Natural language region descriptions
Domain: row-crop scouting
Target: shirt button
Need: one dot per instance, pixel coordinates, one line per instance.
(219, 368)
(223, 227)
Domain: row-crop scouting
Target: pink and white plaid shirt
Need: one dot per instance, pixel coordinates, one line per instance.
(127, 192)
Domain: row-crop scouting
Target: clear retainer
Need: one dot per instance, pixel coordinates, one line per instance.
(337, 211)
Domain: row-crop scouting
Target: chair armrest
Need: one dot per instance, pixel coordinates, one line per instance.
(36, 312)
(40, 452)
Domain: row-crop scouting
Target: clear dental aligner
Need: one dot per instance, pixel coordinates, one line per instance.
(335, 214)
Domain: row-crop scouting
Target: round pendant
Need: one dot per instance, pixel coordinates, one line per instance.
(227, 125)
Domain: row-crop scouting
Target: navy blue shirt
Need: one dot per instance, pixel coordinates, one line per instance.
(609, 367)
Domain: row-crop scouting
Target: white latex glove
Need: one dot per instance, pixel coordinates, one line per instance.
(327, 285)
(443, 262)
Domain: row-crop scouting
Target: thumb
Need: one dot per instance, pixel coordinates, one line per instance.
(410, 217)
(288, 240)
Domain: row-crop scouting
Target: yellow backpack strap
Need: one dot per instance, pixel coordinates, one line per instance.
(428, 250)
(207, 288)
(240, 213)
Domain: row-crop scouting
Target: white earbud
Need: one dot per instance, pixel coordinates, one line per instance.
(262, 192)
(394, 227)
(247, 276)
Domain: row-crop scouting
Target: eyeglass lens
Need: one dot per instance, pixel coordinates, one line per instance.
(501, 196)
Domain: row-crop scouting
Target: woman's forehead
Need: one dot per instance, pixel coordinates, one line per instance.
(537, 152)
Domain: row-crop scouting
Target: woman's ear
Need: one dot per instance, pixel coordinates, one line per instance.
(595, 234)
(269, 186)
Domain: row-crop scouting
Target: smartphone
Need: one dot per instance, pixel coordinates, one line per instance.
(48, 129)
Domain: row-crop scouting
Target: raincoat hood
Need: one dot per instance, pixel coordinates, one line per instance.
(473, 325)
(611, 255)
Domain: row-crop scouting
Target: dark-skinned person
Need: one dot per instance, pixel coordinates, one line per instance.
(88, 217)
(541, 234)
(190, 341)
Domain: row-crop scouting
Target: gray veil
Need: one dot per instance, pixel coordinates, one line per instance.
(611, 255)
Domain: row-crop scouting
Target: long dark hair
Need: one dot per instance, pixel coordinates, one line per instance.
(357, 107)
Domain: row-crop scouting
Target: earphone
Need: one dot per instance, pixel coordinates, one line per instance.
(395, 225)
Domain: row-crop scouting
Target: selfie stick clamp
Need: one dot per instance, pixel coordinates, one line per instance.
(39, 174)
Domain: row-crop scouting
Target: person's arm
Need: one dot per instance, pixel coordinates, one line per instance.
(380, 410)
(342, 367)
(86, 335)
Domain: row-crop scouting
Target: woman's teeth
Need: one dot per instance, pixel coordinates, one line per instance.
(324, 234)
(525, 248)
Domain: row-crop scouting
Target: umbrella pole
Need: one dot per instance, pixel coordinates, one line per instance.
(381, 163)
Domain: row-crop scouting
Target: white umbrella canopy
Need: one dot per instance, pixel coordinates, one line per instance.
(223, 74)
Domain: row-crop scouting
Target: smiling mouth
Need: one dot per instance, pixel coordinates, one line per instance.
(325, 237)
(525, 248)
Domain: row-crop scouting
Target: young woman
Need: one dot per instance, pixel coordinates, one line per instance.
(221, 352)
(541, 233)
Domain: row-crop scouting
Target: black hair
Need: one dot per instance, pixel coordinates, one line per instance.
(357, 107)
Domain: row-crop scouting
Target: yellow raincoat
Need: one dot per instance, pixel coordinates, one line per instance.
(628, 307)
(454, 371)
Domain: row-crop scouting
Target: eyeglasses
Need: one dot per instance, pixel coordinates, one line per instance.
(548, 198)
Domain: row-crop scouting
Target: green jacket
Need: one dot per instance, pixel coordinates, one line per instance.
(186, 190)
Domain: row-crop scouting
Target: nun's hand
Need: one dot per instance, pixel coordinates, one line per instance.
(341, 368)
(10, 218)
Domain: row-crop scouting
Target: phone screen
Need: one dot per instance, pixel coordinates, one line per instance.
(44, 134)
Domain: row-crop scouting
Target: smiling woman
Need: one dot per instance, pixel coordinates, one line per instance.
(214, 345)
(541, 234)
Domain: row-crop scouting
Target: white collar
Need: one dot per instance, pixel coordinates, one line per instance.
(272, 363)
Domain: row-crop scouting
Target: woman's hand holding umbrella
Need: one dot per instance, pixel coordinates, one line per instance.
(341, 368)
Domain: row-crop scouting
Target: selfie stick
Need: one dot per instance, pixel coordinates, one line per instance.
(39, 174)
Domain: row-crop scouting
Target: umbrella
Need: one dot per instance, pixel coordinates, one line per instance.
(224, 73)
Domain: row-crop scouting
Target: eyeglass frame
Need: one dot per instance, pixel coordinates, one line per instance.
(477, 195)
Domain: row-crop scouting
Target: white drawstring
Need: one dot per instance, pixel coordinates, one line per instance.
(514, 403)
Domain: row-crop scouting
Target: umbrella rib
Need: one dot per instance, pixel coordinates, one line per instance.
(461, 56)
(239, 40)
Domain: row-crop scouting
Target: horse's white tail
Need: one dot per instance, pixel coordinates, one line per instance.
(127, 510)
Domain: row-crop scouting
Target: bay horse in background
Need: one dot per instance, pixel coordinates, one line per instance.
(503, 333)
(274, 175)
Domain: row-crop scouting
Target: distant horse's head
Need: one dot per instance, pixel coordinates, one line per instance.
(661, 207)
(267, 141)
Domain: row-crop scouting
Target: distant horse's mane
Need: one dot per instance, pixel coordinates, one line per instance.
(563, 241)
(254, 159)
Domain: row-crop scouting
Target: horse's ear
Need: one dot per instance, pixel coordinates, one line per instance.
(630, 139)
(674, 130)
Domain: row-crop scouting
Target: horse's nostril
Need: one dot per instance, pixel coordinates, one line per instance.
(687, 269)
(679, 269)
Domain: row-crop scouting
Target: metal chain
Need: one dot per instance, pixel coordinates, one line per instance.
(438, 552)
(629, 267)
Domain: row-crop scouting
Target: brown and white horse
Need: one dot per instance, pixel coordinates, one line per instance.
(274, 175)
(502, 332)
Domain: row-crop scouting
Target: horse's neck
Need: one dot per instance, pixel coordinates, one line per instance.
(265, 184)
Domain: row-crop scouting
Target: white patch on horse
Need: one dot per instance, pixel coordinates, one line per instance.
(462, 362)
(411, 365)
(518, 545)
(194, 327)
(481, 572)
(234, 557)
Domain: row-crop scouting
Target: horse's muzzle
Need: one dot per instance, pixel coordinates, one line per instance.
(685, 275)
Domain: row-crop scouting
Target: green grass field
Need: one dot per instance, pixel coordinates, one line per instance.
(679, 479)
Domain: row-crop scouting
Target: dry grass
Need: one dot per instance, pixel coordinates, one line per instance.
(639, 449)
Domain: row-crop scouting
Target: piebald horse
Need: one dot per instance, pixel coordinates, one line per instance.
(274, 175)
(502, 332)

Task details: Scan the data above for the word "clear" and report every line where it is found.

Solution:
Target: clear retainer
Target: clear dental aligner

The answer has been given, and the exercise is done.